* _Exercise_:
Copy out the whole listing below word for word, omitting the pictures.
## Begin Data for this exercise
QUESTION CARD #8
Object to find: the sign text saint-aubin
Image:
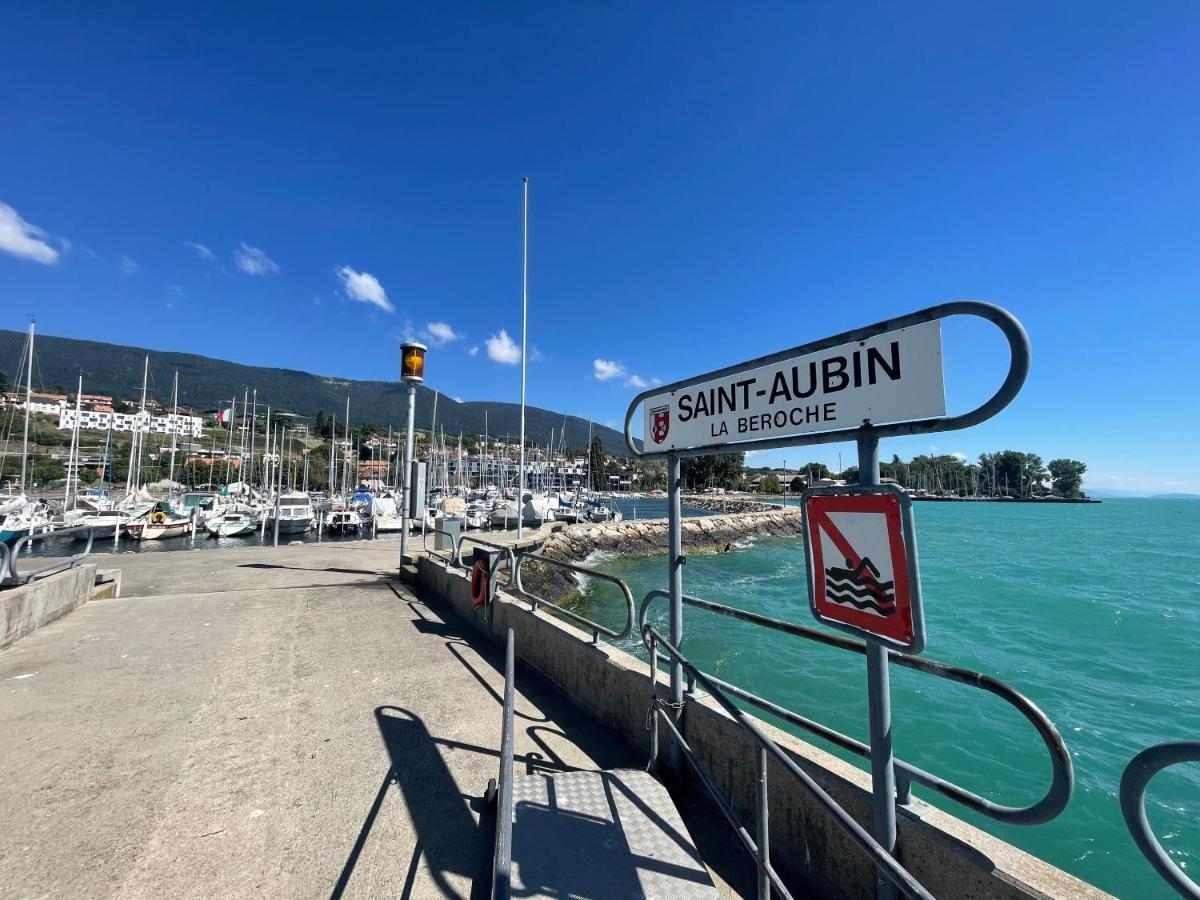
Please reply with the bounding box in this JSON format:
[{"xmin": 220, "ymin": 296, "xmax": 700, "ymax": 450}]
[{"xmin": 643, "ymin": 322, "xmax": 946, "ymax": 452}]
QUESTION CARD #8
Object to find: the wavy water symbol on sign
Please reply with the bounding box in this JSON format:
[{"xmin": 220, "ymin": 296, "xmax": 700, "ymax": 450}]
[{"xmin": 824, "ymin": 557, "xmax": 896, "ymax": 616}]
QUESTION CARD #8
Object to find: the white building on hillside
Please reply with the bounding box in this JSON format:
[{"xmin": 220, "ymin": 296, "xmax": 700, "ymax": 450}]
## End Data for this exercise
* _Exercise result_:
QUESTION CARD #8
Object to find: the sign text saint-aubin
Image:
Please reply with the bounding box in this JSON format:
[{"xmin": 220, "ymin": 296, "xmax": 700, "ymax": 450}]
[{"xmin": 643, "ymin": 322, "xmax": 946, "ymax": 452}]
QUESTION CARD #8
Object to find: the wavy water symbol on sign
Please reply with the bounding box in this JSON format:
[{"xmin": 220, "ymin": 296, "xmax": 700, "ymax": 450}]
[{"xmin": 824, "ymin": 557, "xmax": 896, "ymax": 616}]
QUESTION CARD #8
Object to find: the white building on hillside
Please reply with the bounding box in this JSON format:
[{"xmin": 220, "ymin": 296, "xmax": 700, "ymax": 450}]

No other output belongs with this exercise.